* **Ketentuan Tugas**:
A. Salin persis bagian ulasan buku ini dari "Tim Penulis      : Mujahidin" sampai "pengantar buku ini.".
B. Tulis ulang secara lebih ringkas paragraf dalam ulasan buku yang diawali "Sejarah berdiri dan berkembangnya Mujahidin", dengan tetap memuat fakta-fakta utamanya.
C. Menurut ulasan buku ini, berapa jumlah halaman buku tersebut?

* **Bagian Dokumen**:
══════════
Memoar Inspiratif Mas Muja

Judul                 : Sebuah Masjid Seribu Kisah (Sepilihan kisah tentang Masjid Mujahidin UNY)
Tim Penulis      : Mujahidin Family
Penerbit            : Profetika Publishing dan Mujahidin Family
Halaman           : 250 halaman
Terbit                : Desember 2014

Postingan ini dipublikasikan kembali dari  https://melimove.wordpress.com/2015/01/30/memoar-inspiratif-mas-muja/
       Segenap penulis telah mengisahkan dengan khas seputar perjalanan hidupnya yang terpaut pada Mas Muja, Masjid Mujahidin. Kisah di dalamnya memancarkan kesan bahwa masjid umpama rumah, keluarga, bangunan sejarah, tempaan ilmu dan mental, perekat persaudaraan, episentrum peradaban, dan banyak lainnya. Semua penulisnya memiliki kisah masing-masing yang dirangkum secara baik sebagai ‘bangunan makna’ dalam pengantar buku ini.

       Sejarah berdiri dan berkembangnya Mujahidin tidak terlepas dari sikap berani dan cinta para pelopor maupun manusia yang terlibat aktif di dalamnya. Secara garis besar dapat ditangkap dari berbagai kepingan kisah, Mujahidin mulai terasa geliat syiar keislaman sejak awal tahun 90-an, di mana mulai terbentuk Takmir Masjid Mujahidin. Kemudian disusul pembentukan organisasi Islam mahasiswa, UKKI.
══════════
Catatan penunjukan
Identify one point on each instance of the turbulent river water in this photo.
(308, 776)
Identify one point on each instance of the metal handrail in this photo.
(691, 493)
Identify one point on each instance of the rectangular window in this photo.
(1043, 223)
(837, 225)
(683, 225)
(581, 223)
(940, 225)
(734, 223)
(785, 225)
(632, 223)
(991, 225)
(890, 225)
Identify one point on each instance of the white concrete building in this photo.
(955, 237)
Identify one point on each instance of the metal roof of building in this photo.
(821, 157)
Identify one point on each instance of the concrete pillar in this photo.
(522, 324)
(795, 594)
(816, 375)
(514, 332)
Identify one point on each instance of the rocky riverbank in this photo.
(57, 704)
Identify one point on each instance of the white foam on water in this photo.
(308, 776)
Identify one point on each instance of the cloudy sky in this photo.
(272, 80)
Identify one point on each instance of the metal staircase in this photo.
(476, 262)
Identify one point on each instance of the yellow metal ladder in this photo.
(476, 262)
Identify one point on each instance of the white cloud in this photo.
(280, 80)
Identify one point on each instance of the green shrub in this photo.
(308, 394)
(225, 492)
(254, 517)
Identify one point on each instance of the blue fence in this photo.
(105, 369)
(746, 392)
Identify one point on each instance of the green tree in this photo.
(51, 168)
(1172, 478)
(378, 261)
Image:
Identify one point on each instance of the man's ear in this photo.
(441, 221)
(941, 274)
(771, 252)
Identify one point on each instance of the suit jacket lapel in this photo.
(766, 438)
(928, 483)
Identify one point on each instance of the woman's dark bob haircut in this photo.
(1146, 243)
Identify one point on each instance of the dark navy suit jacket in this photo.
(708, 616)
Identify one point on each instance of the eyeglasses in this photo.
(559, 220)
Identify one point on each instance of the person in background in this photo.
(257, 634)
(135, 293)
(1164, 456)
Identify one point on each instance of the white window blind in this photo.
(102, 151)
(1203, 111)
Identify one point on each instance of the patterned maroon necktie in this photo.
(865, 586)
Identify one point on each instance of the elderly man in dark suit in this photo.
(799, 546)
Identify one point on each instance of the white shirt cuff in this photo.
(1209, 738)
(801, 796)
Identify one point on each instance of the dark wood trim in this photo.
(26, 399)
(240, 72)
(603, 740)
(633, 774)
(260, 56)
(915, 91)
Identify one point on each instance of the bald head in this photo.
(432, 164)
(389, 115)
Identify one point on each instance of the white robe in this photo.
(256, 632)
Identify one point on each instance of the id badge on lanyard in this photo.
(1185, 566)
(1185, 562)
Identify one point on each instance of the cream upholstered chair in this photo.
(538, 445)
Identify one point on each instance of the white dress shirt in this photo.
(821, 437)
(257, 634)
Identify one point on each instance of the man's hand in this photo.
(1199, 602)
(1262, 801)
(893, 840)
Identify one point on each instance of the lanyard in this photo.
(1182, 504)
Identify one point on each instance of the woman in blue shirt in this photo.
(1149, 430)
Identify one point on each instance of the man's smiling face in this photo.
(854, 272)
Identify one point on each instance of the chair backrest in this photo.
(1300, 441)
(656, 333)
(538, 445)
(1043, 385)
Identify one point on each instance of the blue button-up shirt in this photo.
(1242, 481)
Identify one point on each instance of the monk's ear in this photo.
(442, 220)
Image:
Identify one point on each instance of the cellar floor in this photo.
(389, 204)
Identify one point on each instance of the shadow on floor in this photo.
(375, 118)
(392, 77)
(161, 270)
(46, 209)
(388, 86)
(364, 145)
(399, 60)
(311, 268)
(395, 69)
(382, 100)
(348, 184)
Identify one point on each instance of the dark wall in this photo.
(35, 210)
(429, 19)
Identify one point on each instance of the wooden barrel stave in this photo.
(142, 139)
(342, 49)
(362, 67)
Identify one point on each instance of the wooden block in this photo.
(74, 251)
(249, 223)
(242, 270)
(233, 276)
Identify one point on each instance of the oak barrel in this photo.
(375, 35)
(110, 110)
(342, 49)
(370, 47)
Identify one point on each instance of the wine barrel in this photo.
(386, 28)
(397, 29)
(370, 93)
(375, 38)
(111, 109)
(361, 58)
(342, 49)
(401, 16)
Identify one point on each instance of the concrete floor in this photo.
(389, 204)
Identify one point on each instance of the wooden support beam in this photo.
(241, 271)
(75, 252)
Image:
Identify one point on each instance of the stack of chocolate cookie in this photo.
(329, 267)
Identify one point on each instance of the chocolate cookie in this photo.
══════════
* **Hasil Latihan**:
A.
Tim Penulis      : Mujahidin Family
Penerbit            : Profetika Publishing dan Mujahidin Family
Halaman           : 250 halaman
Terbit                : Desember 2014

Postingan ini dipublikasikan kembali dari  https://melimove.wordpress.com/2015/01/30/memoar-inspiratif-mas-muja/
       Segenap penulis telah mengisahkan dengan khas seputar perjalanan hidupnya yang terpaut pada Mas Muja, Masjid Mujahidin. Kisah di dalamnya memancarkan kesan bahwa masjid umpama rumah, keluarga, bangunan sejarah, tempaan ilmu dan mental, perekat persaudaraan, episentrum peradaban, dan banyak lainnya. Semua penulisnya memiliki kisah masing-masing yang dirangkum secara baik sebagai ‘bangunan makna’ dalam pengantar buku ini.

B. Mujahidin berdiri dan berkembang berkat keberanian dan kecintaan para pelopor serta orang-orang yang aktif di dalamnya. Syiar Islam mulai terasa di sana sejak awal tahun 90-an, ketika Takmir Masjid Mujahidin terbentuk. Setelah itu menyusul pembentukan organisasi Islam mahasiswa, UKKI.

C. 250 halaman.